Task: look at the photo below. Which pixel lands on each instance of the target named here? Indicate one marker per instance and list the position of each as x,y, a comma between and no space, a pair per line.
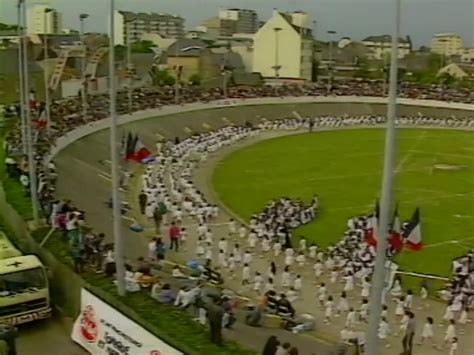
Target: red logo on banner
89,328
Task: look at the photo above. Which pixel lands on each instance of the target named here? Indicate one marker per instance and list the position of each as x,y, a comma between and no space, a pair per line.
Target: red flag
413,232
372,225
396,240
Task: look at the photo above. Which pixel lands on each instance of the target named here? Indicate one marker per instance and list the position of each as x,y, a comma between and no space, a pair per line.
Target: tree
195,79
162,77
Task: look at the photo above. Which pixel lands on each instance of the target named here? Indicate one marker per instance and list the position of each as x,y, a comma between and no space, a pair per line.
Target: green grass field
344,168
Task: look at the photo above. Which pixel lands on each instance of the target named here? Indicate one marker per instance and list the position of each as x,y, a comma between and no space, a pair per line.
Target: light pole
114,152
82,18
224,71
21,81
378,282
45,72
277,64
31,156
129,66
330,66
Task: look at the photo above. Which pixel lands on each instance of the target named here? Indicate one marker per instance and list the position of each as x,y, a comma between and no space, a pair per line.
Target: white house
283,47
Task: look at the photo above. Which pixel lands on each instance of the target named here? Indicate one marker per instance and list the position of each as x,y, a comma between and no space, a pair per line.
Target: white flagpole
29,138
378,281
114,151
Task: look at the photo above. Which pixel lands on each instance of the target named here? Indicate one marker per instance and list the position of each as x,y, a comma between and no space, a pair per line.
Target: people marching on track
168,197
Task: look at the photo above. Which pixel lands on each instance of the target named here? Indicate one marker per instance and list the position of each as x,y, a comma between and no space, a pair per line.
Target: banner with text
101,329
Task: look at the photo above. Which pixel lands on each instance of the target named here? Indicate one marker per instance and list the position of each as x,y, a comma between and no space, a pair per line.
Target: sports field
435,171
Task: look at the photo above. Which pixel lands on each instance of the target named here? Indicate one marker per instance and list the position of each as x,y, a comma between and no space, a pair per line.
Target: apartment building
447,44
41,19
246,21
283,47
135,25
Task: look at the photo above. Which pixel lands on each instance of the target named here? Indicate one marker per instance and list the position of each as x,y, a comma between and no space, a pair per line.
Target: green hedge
────────────────
• **Task**:
Give back the full listing word for word, with the pictures left out.

• **Exercise response**:
Task: look at the photo below. Which pixel lands on each instance of the target named here? Indicate one marker per instance and list the position of each as x,y, a comma between and no space, a pair per line.
Target: red logo on banner
89,328
Task: look at the photo above. Which pixel lands on each instance of the target named here? Indicate one marker per instance and list the position of each as x,y, a comma between and no space, a pair per line.
Target: red flag
413,232
372,225
396,240
Task: look at the photo above. Which pixel lands on each instance of the target named here? Indicate one marker per instance and list the position of each as x,y, a comma between and no space, a pair per line.
Target: tree
195,79
162,77
Task: look at the photo above. Which pixel lands on each instance of the target named here? Indicate one marker per instance and list the position of each as x,y, a comma between and no space, a pair per line.
Target: green grass field
344,168
Task: look at the photo above. Which pixel lands on each instance of the target named here? Indicate one marker per instance and list the position of each as x,y, a comma between and no space, a pair per line.
Target: light pole
114,152
82,18
224,71
21,81
378,282
45,72
277,64
31,156
129,66
330,66
Task: look at the photo above. Which pixel lands on each instance of the target named here? Indicate one marker per instance and list the position of each as x,y, a comma between and no space, a pair per line.
Target: white house
283,47
Task: look at the photo above. Which pixel lands on each instance of the target named here? Indicate one marker per instance and list the position of each as x,y, a comma between and no space, a pair per line.
Target: white flagpole
29,138
378,281
114,151
Task: look at the photo above. Which pixel lands on each instance of the target named here? Indicate one marker per instance and list the position of each as x,y, a comma between and no space, a pair per line.
Target: people marching on track
168,197
Task: look at the photo above. Which pixel lands on each instance of the target named here? Indicate one marker per instance and list the position of each as x,y, a comma between and no space, a pair per line.
Target: banner with text
101,329
Task: look at the photo above. Which pixel lands on each instance of the target named here? Indicate one marker per instance and list the position of each as x,y, a comma between and no space, a pair per line.
Target: sports field
435,171
Task: look at the photo above. Which pixel lands on each instance of the target named here? Indicate one marker per instance and list the position of each as x,y, a comma between and no space, a pair per line.
Target: apartment building
447,44
41,19
246,21
283,47
135,25
Task: look at the photo above. Which pixel lands on each instance of the target named here? Indicate one marker per instance and list the position of each as x,y, a comma between and no space, a pair per line.
Target: green hedge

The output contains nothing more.